▶ **TEXTAUSZUG**:
----------

Opfer
In knapp 80 Geschichten wird die blinde Person Opfer eines Verbrechens.
Viele Geschichten von Opfern sind eng mit den Zeugengeschichten verbunden - entweder weil die Opfer durch ihre Zeugenaussage aktiv zur Verhaftung oder Verurteilung ihrer Peiniger beitragen oder weil sie durch ihre Zeugenaussagen erst zu Opfern werden. (vgl. Zeugen, Zeuginnen und Ermittler)
Natürlich versucht die Verbrecherseite regelmäßig, die Blindheit des Opfers auszunutzen, oftmals mit einer gewissen Häme und dem scheinbar sicheren Gefühl der Überlegenheit. Für die Zuschauer und Zuschauerinnen erhöht es die Spannung und den Gruseleffekt, wenn sie sehen, wissen oder ahnen, was der Täter vorhat, die blinde Person aber offenkundig ahnungslos ist. Solche Situationen kommen in fast allen Opfergeschichten vor. Ein Spannungsmoment ist z. B., wenn das blinde Opfer sich dem Täter anvertraut, ihn für einen Freund hält. (Criminal Minds: Blinde Augen, USA 2009)
Eine andere Variante ist, dass die blinde Person ahnt, dass sie in großer Gefahr ist, aber keine Orientierung hat. (Stiefel, die den Tod bedeuten, England 1971)

----------

▶ **ANGEZEIGTE DATEN**:
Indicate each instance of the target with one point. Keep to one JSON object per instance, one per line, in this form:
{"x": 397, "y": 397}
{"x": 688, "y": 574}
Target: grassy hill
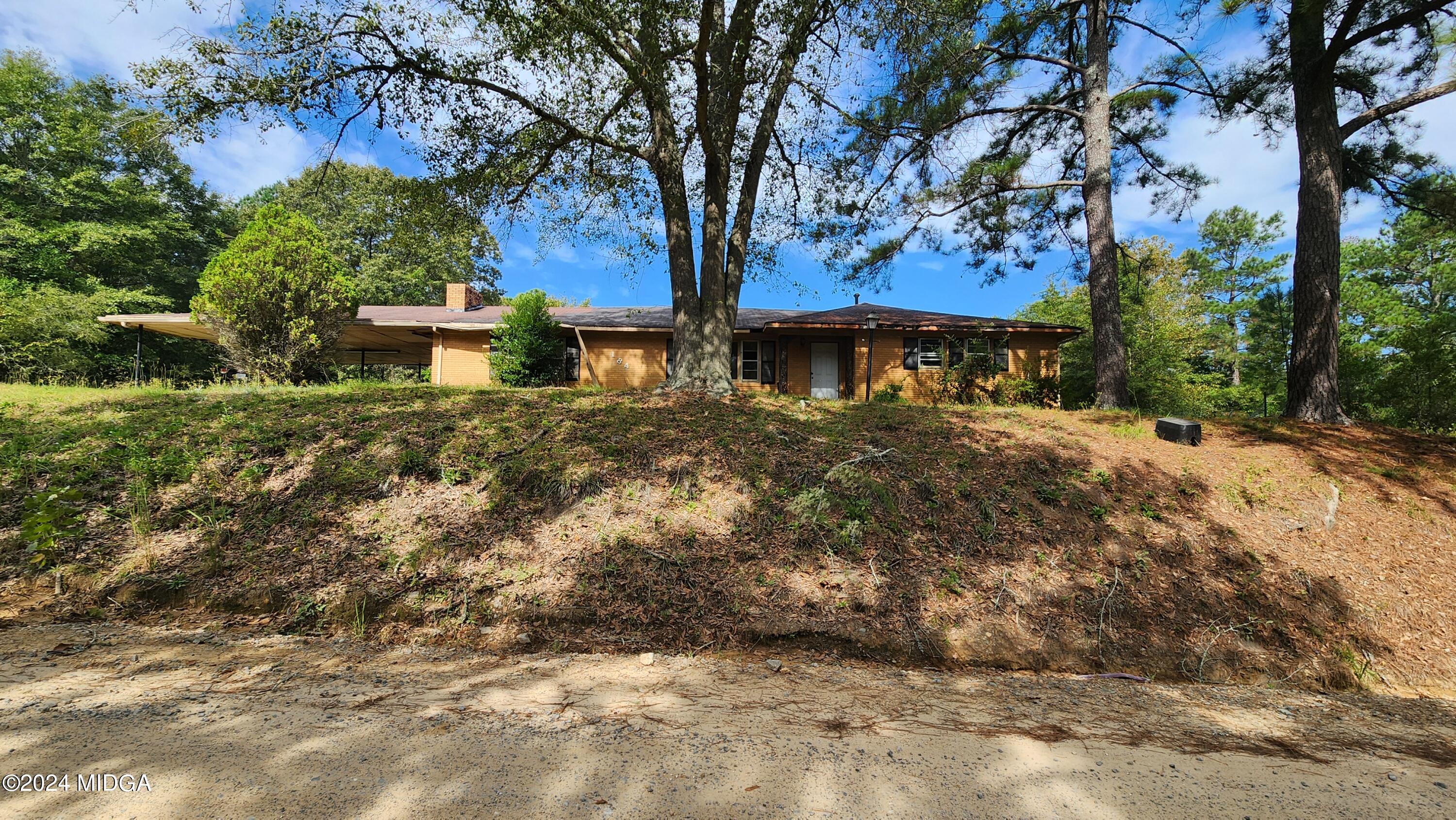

----------

Schreiben Sie den Textauszug über blinde Verbrechensopfer vollständig und wortgetreu ab.

Opfer
In knapp 80 Geschichten wird die blinde Person Opfer eines Verbrechens.
Viele Geschichten von Opfern sind eng mit den Zeugengeschichten verbunden - entweder weil die Opfer durch ihre Zeugenaussage aktiv zur Verhaftung oder Verurteilung ihrer Peiniger beitragen oder weil sie durch ihre Zeugenaussagen erst zu Opfern werden. (vgl. Zeugen, Zeuginnen und Ermittler)
Natürlich versucht die Verbrecherseite regelmäßig, die Blindheit des Opfers auszunutzen, oftmals mit einer gewissen Häme und dem scheinbar sicheren Gefühl der Überlegenheit. Für die Zuschauer und Zuschauerinnen erhöht es die Spannung und den Gruseleffekt, wenn sie sehen, wissen oder ahnen, was der Täter vorhat, die blinde Person aber offenkundig ahnungslos ist. Solche Situationen kommen in fast allen Opfergeschichten vor. Ein Spannungsmoment ist z. B., wenn das blinde Opfer sich dem Täter anvertraut, ihn für einen Freund hält. (Criminal Minds: Blinde Augen, USA 2009)
Eine andere Variante ist, dass die blinde Person ahnt, dass sie in großer Gefahr ist, aber keine Orientierung hat. (Stiefel, die den Tod bedeuten, England 1971)